* **Input data**:

┏━━

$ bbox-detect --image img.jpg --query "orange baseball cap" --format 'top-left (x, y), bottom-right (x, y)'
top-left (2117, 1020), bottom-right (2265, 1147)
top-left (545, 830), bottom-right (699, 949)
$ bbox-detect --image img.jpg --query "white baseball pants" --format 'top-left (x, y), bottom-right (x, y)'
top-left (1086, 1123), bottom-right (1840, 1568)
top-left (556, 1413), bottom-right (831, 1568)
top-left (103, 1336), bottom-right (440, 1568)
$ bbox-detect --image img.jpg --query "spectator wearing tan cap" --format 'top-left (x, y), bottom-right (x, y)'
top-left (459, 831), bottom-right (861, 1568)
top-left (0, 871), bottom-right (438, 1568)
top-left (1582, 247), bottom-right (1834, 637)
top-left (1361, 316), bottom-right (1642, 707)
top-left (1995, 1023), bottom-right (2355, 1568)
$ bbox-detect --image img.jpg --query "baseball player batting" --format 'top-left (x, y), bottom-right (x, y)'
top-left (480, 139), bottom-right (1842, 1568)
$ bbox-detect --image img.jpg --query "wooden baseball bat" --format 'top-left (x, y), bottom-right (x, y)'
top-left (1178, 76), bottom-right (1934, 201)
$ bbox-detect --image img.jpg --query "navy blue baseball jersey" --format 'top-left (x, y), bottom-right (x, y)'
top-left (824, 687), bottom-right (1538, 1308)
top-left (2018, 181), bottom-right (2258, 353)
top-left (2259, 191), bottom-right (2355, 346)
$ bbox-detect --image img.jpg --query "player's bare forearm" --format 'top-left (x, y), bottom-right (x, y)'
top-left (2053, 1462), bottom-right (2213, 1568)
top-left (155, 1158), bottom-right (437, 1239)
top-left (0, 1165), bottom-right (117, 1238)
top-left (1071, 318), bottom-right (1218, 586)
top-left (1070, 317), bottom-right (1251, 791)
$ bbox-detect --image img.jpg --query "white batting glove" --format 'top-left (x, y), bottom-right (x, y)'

┗━━

* **Work request**: Return the material above in full, exactly as written.

* **Solution to the exercise**:
$ bbox-detect --image img.jpg --query "orange baseball cap" --format 'top-left (x, y), bottom-right (x, y)'
top-left (2117, 1020), bottom-right (2265, 1147)
top-left (545, 830), bottom-right (699, 949)
$ bbox-detect --image img.jpg --query "white baseball pants" --format 'top-left (x, y), bottom-right (x, y)'
top-left (1086, 1123), bottom-right (1840, 1568)
top-left (556, 1413), bottom-right (831, 1568)
top-left (103, 1336), bottom-right (440, 1568)
$ bbox-detect --image img.jpg --query "spectator wearing tan cap" --format 'top-left (x, y), bottom-right (x, y)'
top-left (459, 831), bottom-right (861, 1568)
top-left (0, 871), bottom-right (438, 1568)
top-left (1582, 247), bottom-right (1834, 637)
top-left (1361, 316), bottom-right (1642, 707)
top-left (1995, 1023), bottom-right (2355, 1568)
$ bbox-detect --image img.jpg --query "baseball player batting" --format 'top-left (x, y), bottom-right (x, y)'
top-left (480, 139), bottom-right (1842, 1568)
$ bbox-detect --image img.jpg --query "wooden baseball bat" --format 'top-left (x, y), bottom-right (x, y)'
top-left (1178, 76), bottom-right (1934, 201)
$ bbox-detect --image img.jpg --query "navy blue baseball jersey" --format 'top-left (x, y), bottom-right (x, y)'
top-left (824, 687), bottom-right (1538, 1308)
top-left (2018, 181), bottom-right (2258, 353)
top-left (2259, 191), bottom-right (2355, 346)
$ bbox-detect --image img.jpg --query "player's bare forearm" --format 'top-left (x, y), bottom-right (x, y)'
top-left (2053, 1462), bottom-right (2213, 1568)
top-left (155, 1158), bottom-right (437, 1239)
top-left (0, 1165), bottom-right (117, 1238)
top-left (1071, 318), bottom-right (1218, 586)
top-left (1070, 317), bottom-right (1251, 791)
$ bbox-detect --image img.jpg --query "white batting glove" --format 'top-left (x, y), bottom-right (x, y)'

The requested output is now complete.